Excerpt provided:

--- START ---

Community Church Sermons

Year A

April 10, 2011

Lent 5

The Myth That Holds Us Back

Psalm 139:1-18

2 Corinthians 5:14-20

 

Guest Preacher, Philip Gulley

LISTEN IN!

 

Quaker Sayings 10

He has gotten above the God in him.

She has gone beyond her Light.

He is running ahead of his Guide.

This past New Year’s Eve we were at the Whipple’s house watching a movie in 3-D. I had never seen a 3-D movie before, having grown up watching the silent movies with the lady in the balcony playing the organ. But Chad and Elise’s little girls talked me into watching a 3-D movie and showed me how it worked. If you’ve seen a 3-D movie, you know it’s quite fascinating. You watch it through special glasses.

It reminded me of when I was a kid and would go to the library on rainy Saturdays and look at pictures through a stereoscope. The pictures had the same images side by side, differing just slightly in perspective and angle, which gave the two-dimensional picture a three-dimensional appearance. Stereoscopes were typically made of wood, with a little tin hood that fit around the eyes, and a handle that came down, with a bracket that would hold the picture. Because they were most popular in the late 1800’s and early 1900’s, most of the pictures dated to that era. I would go to the library and look at pictures of our town and county from long ago, and wonder about those people.

--- END ---

Information supplied:
--- START ---

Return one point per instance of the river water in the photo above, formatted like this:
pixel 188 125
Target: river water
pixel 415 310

--- END ---

Objective: Can you write out, word for word, the part of the sermon above starting at "She has gone" and ending at "through special glasses."?

Solution to the exercise:
She has gone beyond her Light.

He is running ahead of his Guide.

This past New Year’s Eve we were at the Whipple’s house watching a movie in 3-D. I had never seen a 3-D movie before, having grown up watching the silent movies with the lady in the balcony playing the organ. But Chad and Elise’s little girls talked me into watching a 3-D movie and showed me how it worked. If you’ve seen a 3-D movie, you know it’s quite fascinating. You watch it through special glasses.